[Written request 1] In the book review excerpt, condense the paragraph that begins "In 1935, Viennese publisher Walter Neurath" into a bulleted list that keeps its main facts.
[Written request 2]
Answer these questions from the book review excerpt:
(a) Which two groups mark the range of the historical survey?
(b) How much time did Neurath allow for a completed manuscript?
(c) What does Gombrich say Julius Caesar could do?

[Excerpt]
↓
Conversational, sometimes playful—not the sort of book that would survive vetting by school-system censors these days, but a...

A lovely, lively historical survey that takes in Neanderthals, Hohenzollerns and just about everything in between.

In 1935, Viennese publisher Walter Neurath approached Gombrich, who would go on to write the canonical, bestselling Story of Art, to translate a history textbook for young readers. Gombrich volunteered that he could do better than the authors, and Neurath accepted the challenge, provided that a completed manuscript was on his desk in six weeks. This book, available in English for the first time, is the happy result. Gombrich is an engaging narrator whose explanations are charming if sometimes vague. (Take the kid-friendly definition of truffles: “Truffles,” he says, “are a very rare and special sort of mushroom.” End of lesson.) Among the subjects covered are Julius Caesar (who, Gombrich exults, was able to dictate two letters simultaneously without getting confused), Charlemagne, the American Civil War, Karl Marx, the Paris Commune and Kaiser Wilhelm. As he does, he offers mostly gentle but pointed moralizing about the past, observing, for instance, that the Spanish conquest of Mexico required courage and cunning but was “so appalling, and so shaming to us Europeans that I would rather not say anything more about it,” and urging his young readers to consider that perhaps not all factory owners were as vile as Marx portrayed them to be, even though the good owners “against their conscience and their natural instincts, often found themselves treating their workers in the same way”—which is to say, badly.
↑
[Records provided]
↓
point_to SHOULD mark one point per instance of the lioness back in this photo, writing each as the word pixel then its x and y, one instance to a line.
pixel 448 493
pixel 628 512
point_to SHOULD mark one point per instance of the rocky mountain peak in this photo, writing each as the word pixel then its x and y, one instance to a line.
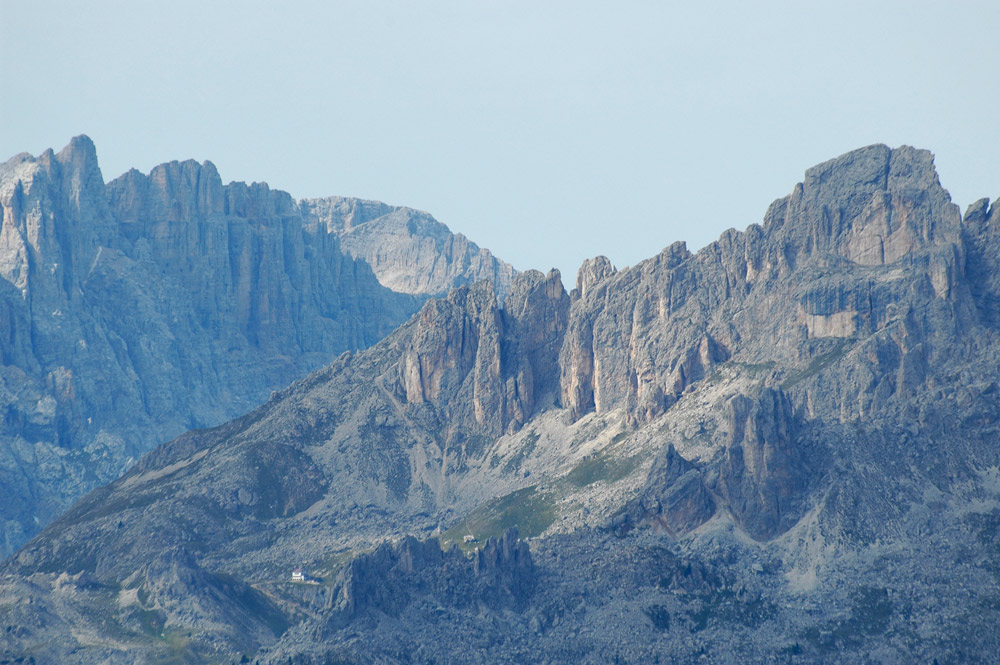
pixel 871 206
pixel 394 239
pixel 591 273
↑
↓
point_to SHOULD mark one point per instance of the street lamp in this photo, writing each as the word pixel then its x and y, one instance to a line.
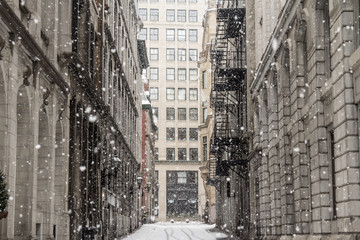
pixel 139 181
↑
↓
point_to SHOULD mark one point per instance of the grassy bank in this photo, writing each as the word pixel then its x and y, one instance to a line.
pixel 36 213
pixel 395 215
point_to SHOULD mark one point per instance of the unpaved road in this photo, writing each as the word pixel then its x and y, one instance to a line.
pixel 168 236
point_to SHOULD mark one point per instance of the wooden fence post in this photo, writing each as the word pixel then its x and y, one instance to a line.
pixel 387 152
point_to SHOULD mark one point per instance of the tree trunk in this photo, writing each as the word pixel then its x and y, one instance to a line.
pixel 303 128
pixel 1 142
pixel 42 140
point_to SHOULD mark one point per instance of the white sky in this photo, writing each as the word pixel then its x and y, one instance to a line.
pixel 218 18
↑
[Answer 1]
- In 1935, Viennese publisher Walter Neurath asked Gombrich, later the author of the bestselling Story of Art, to translate a history textbook for young readers.
- Gombrich said he could do better than its authors. Neurath agreed, provided a finished manuscript reached his desk in six weeks.
- That book is now available in English for the first time.
- Gombrich is an engaging narrator whose explanations are charming but sometimes vague. For example, he defines truffles only as "a very rare and special sort of mushroom."
- Subjects include Julius Caesar, Charlemagne, the American Civil War, Karl Marx, the Paris Commune and Kaiser Wilhelm.
- He moralizes about the past in a mostly gentle but pointed way:
  - He calls the Spanish conquest of Mexico appalling and shaming to Europeans.
  - He suggests that not all factory owners were as vile as Marx portrayed them, though even good owners often treated workers badly.

[Answer 2]
(a) Neanderthals and Hohenzollerns.
(b) Six weeks.
(c) Dictate two letters simultaneously without getting confused.